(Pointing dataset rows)

* * * * *

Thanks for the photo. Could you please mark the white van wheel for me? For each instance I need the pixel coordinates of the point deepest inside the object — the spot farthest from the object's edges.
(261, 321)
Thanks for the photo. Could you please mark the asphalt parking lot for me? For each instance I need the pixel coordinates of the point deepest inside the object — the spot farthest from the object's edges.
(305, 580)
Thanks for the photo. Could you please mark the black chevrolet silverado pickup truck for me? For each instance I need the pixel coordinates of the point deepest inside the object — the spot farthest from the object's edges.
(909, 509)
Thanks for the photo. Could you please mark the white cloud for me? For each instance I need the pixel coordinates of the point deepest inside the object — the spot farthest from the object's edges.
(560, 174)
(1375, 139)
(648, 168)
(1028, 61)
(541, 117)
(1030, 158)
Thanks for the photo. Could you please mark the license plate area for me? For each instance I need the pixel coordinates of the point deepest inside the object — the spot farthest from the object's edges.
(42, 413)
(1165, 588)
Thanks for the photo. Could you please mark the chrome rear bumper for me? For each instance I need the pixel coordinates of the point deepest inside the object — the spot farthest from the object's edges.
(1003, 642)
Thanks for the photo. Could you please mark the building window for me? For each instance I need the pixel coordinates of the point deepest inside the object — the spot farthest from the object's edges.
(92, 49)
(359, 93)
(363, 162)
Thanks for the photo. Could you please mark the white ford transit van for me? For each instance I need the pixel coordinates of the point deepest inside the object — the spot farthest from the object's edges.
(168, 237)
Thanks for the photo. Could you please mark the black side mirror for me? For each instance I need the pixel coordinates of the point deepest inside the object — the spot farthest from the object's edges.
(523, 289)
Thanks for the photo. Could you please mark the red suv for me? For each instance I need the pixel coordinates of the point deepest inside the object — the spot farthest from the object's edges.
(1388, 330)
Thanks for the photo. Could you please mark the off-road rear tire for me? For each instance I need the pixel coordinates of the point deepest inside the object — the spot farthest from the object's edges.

* * * * *

TASK INSTRUCTIONS —
Recast every line of the rows above as a Markdown table with a column n for the line number and a column Line for the text, leaving out blank lines.

WRITTEN RESPONSE —
| n | Line |
|---|---|
| 1 | Thanks for the photo. Could you please mark the white van wheel for me? For each instance I need the pixel coordinates of the point deepest inside the object — the spot farthest from the object's edges. |
| 2 | (261, 321) |
| 3 | Thanks for the photo. Could you please mark the asphalt parking lot for me? For each instance I need the pixel coordinates of the point deepest inside the object — the spot farthest from the object's edges. |
| 4 | (305, 580) |
| 5 | Thanks for the photo. Could you please mark the black chevrolet silverado pickup truck for me? For each instance I need the pixel coordinates of the point deepest inside the object — the spot farthest from the object's edges. |
| 6 | (909, 509) |
| 7 | Thanks for the photo. Could you please mark the white cloud for me? For each instance I need the pixel coordinates of the point deepest inside the object — the spot farthest from the object's edges. |
| 8 | (560, 174) |
| 9 | (1375, 139) |
| 10 | (648, 168) |
| 11 | (1028, 61) |
| 12 | (541, 117) |
| 13 | (1030, 158) |
| 14 | Thanks for the photo. Could you please mark the license plate area for me? For each instance I need the pixel coordinates of the point deepest inside the object — the spot farthest from the object's edges. |
| 15 | (42, 413) |
| 16 | (1165, 588) |
| 17 | Thanks for the photo. Could you please mark the chrome rear bumper for me? For each instance I need the pixel coordinates of the point deepest inside the object — the spot farthest from the object's edges. |
| 18 | (1003, 642) |
| 19 | Thanks for the photo. Could you please mark the building window for me? For each instance I need the pixel coordinates of the point deepest inside the object — the spot farthest from the object's edges. |
| 20 | (92, 49) |
| 21 | (359, 93) |
| 22 | (363, 162) |
| 23 | Thanks for the photo. Could you please mark the white ford transit van for me? For each instance I need the pixel coordinates of the point deepest inside the object — the spot farthest from the object's edges. |
| 24 | (168, 237) |
| 25 | Thanks for the photo. Could you please mark the black side mirror for me? For each instance I need the pixel coordinates of the point deepest inside the object — the spot farthest from the object's edges. |
| 26 | (523, 289) |
| 27 | Thanks for the photo. Could you please mark the red suv for me? For each instance I need the pixel coordinates of the point deepest inside the object — the spot farthest from the object's edges. |
| 28 | (1388, 330) |
| 29 | Thanks for the photo. Could you please mark the off-road rear tire for me? For each instance I need the pixel coordinates of the point deepest inside the object — the spot farthest from the object's edges. |